▸ EXERCISE INSTRUCTIONS: From the line containing "Target: black coat" onward, every line of the entries is to be set down exactly, the last line included.

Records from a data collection
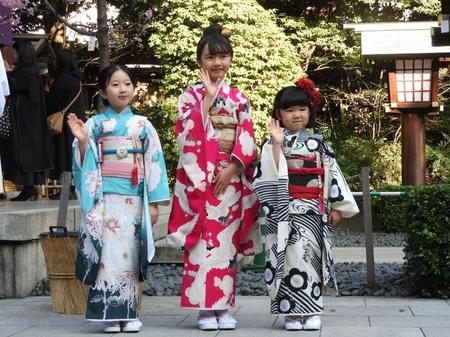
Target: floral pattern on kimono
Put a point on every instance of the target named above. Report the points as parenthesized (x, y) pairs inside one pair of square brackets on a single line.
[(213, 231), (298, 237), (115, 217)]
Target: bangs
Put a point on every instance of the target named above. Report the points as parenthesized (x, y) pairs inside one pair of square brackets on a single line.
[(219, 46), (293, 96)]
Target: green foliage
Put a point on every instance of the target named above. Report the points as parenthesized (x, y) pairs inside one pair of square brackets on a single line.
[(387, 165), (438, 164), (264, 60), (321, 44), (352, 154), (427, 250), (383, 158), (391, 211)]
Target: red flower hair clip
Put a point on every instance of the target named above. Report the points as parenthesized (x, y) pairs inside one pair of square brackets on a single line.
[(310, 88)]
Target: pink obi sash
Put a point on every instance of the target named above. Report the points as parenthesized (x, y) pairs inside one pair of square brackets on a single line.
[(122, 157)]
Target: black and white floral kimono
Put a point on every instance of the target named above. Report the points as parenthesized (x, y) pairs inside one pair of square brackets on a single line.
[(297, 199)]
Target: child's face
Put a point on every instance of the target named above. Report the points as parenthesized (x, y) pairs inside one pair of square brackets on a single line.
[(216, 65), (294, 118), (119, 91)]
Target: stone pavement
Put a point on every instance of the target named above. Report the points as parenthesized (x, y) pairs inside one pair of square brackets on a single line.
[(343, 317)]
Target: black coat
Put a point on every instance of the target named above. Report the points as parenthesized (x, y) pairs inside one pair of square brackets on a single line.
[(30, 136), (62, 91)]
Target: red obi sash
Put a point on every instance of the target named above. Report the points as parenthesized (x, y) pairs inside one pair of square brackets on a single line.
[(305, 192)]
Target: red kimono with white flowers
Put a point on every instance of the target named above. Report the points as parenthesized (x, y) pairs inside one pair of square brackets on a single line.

▸ EXERCISE RESPONSE:
Target: black coat
Put a point on every instance of the target named above. Report the points as parenthesized (x, y) pairs inside one pair of square brackets on a single line.
[(30, 136), (62, 91)]
Target: red obi sash
Put a point on every instance of the target named above. Report the points as parenthesized (x, y) pairs inside one pair of square brackets on a single line.
[(305, 192)]
Target: red kimono with white flowers
Put a point on every instance of the target named above. Report the points as parenthesized (x, y) pairs inside one pair of square brackets on a single line.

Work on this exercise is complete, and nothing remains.